§ Work to be completed: Give back, character for character, the line that includes "Put a point on every instance of the distant" and all lines beneath it in the data.

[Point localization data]
--------------------------------------------------

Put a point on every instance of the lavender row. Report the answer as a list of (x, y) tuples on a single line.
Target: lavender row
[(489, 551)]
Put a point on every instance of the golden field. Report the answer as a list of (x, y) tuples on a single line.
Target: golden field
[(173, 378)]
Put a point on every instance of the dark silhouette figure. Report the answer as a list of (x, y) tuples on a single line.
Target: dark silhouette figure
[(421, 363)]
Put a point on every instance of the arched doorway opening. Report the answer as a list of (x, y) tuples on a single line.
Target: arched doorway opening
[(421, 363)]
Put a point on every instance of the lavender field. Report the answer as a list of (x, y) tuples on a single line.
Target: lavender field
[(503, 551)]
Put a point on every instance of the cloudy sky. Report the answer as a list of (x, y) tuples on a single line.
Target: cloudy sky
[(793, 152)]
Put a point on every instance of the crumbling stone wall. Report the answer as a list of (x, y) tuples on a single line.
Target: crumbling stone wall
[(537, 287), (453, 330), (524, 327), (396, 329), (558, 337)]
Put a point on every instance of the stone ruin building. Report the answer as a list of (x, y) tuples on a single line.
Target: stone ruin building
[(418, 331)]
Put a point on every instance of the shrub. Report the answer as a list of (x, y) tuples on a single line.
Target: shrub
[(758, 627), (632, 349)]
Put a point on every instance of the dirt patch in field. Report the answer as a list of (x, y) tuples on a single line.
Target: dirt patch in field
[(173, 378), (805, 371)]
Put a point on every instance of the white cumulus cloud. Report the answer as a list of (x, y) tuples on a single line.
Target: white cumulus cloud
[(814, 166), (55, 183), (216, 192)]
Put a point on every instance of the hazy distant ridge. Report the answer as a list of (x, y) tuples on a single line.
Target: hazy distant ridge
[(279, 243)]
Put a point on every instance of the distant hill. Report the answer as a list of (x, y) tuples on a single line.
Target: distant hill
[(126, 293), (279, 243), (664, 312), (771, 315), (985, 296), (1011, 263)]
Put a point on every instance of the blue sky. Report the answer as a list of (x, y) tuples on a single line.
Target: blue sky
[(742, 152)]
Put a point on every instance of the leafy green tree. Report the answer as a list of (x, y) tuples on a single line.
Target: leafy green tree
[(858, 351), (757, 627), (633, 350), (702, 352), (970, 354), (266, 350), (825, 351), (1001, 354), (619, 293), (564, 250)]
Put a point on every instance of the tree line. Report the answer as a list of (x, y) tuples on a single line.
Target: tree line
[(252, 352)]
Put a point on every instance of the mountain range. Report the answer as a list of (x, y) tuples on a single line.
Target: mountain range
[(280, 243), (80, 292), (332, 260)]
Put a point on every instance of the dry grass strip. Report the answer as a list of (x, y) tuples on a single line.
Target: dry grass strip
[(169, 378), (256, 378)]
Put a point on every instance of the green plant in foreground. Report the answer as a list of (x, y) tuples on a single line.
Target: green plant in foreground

--------------------------------------------------

§ Output below:
Put a point on every instance of the distant hill. Report the answer as a list of (x, y) tuples on a single line.
Target: distant hill
[(126, 293), (279, 243), (664, 312), (771, 315), (985, 296), (1011, 263)]
Put a point on every instance of the blue sky. Report the answer as a list of (x, y) tuples on a single line.
Target: blue sky
[(742, 152)]
Put a point on every instance of the leafy green tree. Report the answer as a list of (x, y) tuples on a single line.
Target: leafy green tree
[(858, 351), (757, 627), (633, 350), (702, 352), (970, 354), (266, 350), (825, 351), (1001, 354), (619, 293), (564, 250)]
Put a point on every instance of the tree line. Report the answer as a list of (x, y) tuples on a single line.
Target: tree line
[(252, 352)]
Put a point on every instance of the mountain range. Report the answer as a list of (x, y) tuples on a single line.
Target: mountain range
[(280, 243), (80, 292), (332, 260)]
Put a point on every instance of the dry grass strip. Report the answer as a list of (x, y) tuples on a single line.
Target: dry grass strip
[(169, 378), (256, 378)]
Put a point on every instance of the green plant in foreground. Report the answer as a list of (x, y) tuples on a single line.
Target: green plant in foreground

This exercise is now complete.